Recorded data:
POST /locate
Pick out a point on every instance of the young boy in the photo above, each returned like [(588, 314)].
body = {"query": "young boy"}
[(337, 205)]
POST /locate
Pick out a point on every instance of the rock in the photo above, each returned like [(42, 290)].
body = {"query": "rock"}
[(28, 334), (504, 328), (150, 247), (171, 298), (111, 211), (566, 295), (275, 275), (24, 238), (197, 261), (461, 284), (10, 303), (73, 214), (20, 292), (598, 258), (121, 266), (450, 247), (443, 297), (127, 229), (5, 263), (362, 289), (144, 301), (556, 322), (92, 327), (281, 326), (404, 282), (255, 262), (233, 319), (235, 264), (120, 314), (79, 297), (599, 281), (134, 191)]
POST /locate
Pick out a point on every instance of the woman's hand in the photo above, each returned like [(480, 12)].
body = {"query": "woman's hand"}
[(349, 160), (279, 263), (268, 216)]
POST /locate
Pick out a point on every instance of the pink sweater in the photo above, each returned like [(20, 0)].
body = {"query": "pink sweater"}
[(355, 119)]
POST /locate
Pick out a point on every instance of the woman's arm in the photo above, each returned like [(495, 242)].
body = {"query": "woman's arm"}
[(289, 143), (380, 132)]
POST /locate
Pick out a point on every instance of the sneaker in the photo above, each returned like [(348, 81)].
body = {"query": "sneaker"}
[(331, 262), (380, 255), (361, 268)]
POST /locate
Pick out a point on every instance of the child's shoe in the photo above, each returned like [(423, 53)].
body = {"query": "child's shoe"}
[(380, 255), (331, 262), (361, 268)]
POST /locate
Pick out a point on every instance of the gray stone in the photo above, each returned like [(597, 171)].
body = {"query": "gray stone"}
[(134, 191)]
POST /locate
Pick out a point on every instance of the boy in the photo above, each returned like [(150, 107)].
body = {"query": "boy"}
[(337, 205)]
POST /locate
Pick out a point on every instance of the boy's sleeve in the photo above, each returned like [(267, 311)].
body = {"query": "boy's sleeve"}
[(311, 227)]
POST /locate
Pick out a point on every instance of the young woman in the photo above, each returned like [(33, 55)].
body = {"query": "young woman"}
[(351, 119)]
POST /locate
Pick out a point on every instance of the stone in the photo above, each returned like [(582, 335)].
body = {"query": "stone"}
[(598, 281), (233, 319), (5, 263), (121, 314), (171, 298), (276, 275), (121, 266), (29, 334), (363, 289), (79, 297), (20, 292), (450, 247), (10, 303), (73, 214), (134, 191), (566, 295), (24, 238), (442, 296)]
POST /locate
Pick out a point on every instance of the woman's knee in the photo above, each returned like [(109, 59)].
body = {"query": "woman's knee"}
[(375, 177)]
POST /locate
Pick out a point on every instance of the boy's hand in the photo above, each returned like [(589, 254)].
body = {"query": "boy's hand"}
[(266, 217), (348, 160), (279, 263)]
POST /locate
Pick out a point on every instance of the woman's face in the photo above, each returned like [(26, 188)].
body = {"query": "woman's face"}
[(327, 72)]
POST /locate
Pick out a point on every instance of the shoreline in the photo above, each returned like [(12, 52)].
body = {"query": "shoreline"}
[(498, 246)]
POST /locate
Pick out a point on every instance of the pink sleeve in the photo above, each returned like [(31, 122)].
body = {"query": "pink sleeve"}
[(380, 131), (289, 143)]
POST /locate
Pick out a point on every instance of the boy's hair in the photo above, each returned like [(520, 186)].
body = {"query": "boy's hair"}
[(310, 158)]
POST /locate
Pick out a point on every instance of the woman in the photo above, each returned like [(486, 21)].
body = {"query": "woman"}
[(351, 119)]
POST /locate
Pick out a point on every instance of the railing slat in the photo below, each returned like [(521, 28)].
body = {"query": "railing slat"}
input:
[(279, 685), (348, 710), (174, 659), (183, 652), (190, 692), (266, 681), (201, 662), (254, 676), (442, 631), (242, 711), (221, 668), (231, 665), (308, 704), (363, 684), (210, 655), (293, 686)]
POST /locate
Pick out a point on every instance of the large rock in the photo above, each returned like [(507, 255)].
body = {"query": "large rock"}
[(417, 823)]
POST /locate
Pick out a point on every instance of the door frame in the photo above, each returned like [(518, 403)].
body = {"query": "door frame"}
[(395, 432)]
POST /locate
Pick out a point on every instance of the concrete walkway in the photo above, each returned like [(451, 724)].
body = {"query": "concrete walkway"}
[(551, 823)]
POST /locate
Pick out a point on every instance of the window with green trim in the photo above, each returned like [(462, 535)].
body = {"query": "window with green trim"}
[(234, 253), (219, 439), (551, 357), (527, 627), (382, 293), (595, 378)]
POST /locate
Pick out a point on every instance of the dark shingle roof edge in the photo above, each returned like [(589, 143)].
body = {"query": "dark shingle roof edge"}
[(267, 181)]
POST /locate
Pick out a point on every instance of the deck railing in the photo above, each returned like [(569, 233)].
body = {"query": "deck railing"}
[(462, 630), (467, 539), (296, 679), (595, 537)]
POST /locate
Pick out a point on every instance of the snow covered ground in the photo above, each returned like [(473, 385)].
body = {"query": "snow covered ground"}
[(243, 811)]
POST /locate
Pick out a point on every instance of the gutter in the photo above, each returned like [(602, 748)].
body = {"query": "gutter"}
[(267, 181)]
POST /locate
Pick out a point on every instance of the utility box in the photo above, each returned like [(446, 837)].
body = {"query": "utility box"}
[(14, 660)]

Set exercise:
Copy every line above word for word, leaving nothing out and changing nothing.

Result below:
POST /locate
Pick out a point on every instance of the young boy in the photo above, each returned like [(588, 314)].
body = {"query": "young boy"}
[(337, 205)]
POST /locate
Pick out a point on every instance of the rock in the photo above, each returned like [(42, 290)].
body = {"query": "rock"}
[(28, 334), (504, 328), (150, 247), (171, 298), (111, 211), (566, 295), (275, 275), (24, 238), (197, 261), (461, 284), (10, 303), (73, 214), (20, 292), (598, 258), (121, 266), (450, 247), (443, 297), (127, 229), (5, 263), (362, 289), (144, 301), (556, 322), (92, 327), (281, 326), (404, 282), (255, 262), (233, 319), (235, 264), (120, 314), (79, 297), (599, 281), (134, 191)]
POST /locate
Pick out a point on every instance of the woman's hand in the photo above, each returned like [(480, 12)].
body = {"query": "woman's hand"}
[(349, 160), (279, 263), (268, 216)]
POST /locate
Pick out a point on every instance of the pink sweater in the photo above, each returned like [(20, 0)].
body = {"query": "pink sweater"}
[(355, 119)]
POST /locate
Pick out a point on every instance of the woman's arm in the photo above, each returned like [(495, 242)].
body = {"query": "woman's arm"}
[(289, 143), (380, 132)]
POST /locate
Pick out a point on every instance of the sneaker in the photo above, each returned like [(348, 81)].
body = {"query": "sneaker"}
[(331, 262), (380, 255), (361, 268)]
POST /locate
Pick out a point on every instance of the child's shoe in the photo above, each returned like [(423, 53)].
body = {"query": "child's shoe"}
[(380, 255), (331, 262), (361, 268)]
POST /locate
Pick out a point on every instance of the gray stone in the photo above, each returned like [(597, 171)].
body = {"query": "gray stone"}
[(134, 191)]
POST /locate
Pick out a point on every instance of the boy in the photo above, each returned like [(150, 107)].
body = {"query": "boy"}
[(337, 205)]
POST /locate
Pick out a point on every instance of the boy's sleeve in the photo above, each returned like [(267, 311)].
body = {"query": "boy's sleeve"}
[(311, 227)]
POST /locate
Pick out a point on every instance of the young woman in the photo above, each returned like [(33, 55)].
body = {"query": "young woman"}
[(351, 119)]
POST /locate
Pick out a point on every instance of the stone in the photo above, each returned like [(582, 335)].
body = {"query": "stone"}
[(598, 281), (233, 319), (5, 263), (121, 314), (171, 298), (276, 275), (121, 266), (29, 334), (363, 289), (79, 297), (20, 292), (450, 247), (10, 303), (73, 214), (134, 191), (566, 295), (24, 238), (442, 296)]
POST /locate
Pick out a point on every instance of the woman's knee in the photo above, each returned like [(109, 59)].
body = {"query": "woman's knee"}
[(375, 177)]
POST /locate
Pick out a point on every instance of the boy's hand in the photo above, each returned like [(589, 254)].
body = {"query": "boy's hand"}
[(266, 217), (348, 160), (279, 263)]
POST /locate
Pick out a point on every instance of the woman's face in the photo above, each returned like [(26, 188)].
body = {"query": "woman's face"}
[(327, 72)]
POST /locate
Pick out a point on every instance of the shoreline in the photo above, each returned like [(12, 52)].
body = {"query": "shoreline"}
[(498, 246)]
POST /locate
Pick out a point on every instance of the pink sleeve in the photo above, each returned like [(31, 122)].
body = {"query": "pink sleeve"}
[(380, 131), (289, 143)]
POST /locate
Pick out a point on every instance of the boy's hair in the photo above, each returned like [(520, 186)].
body = {"query": "boy's hair"}
[(310, 158)]
POST /locate
Pick out a point on every instance of the woman in the photo above, each returned like [(486, 21)].
body = {"query": "woman"}
[(351, 119)]
POST /locate
Pick out a point on every instance of the railing slat in the photo below, each returned like [(521, 28)].
body = {"query": "railing slat"}
input:
[(279, 685), (348, 710), (174, 659), (183, 652), (190, 692), (266, 681), (201, 662), (254, 676), (442, 631), (242, 711), (221, 668), (231, 665), (308, 704), (363, 684), (210, 655), (293, 686)]
POST /locate
Pick out a point on every instance of the large rock in the photo above, each returned like [(507, 255)].
body = {"query": "large rock"}
[(417, 823)]
POST /locate
Pick out a point on every instance of the door frame in the photo above, each returned like [(518, 403)].
body = {"query": "door frame"}
[(395, 432)]
POST /locate
Pick out a point on every instance of the concrete walkway in the photo above, each returned like [(451, 724)].
body = {"query": "concrete walkway"}
[(551, 823)]
POST /locate
Pick out a point on every instance of the window with green trim in the photo above, each returned like [(462, 535)].
body = {"query": "window with green trim"}
[(234, 253), (219, 439), (551, 357), (527, 627), (382, 293), (595, 378)]
POST /locate
Pick out a point on every instance of the dark shingle roof edge in the photo above, each returned like [(589, 143)].
body = {"query": "dark shingle roof edge"}
[(267, 181)]
POST /locate
Pick out a point on every instance of the deck railing in the photo above, each returned like [(569, 233)].
body = {"query": "deck railing"}
[(462, 630), (467, 539), (296, 679), (595, 537)]
POST /locate
Pick out a point on every instance of the snow covered ground in the photo above, each returned like [(473, 385)].
body = {"query": "snow covered ground"}
[(243, 811)]
POST /locate
Pick out a point on every instance of the gutter in the photo above, each returned like [(602, 748)].
body = {"query": "gutter"}
[(267, 181)]
POST /locate
Pick out a point on every instance of the utility box in the photo above, each returned like [(446, 837)].
body = {"query": "utility box"}
[(14, 660)]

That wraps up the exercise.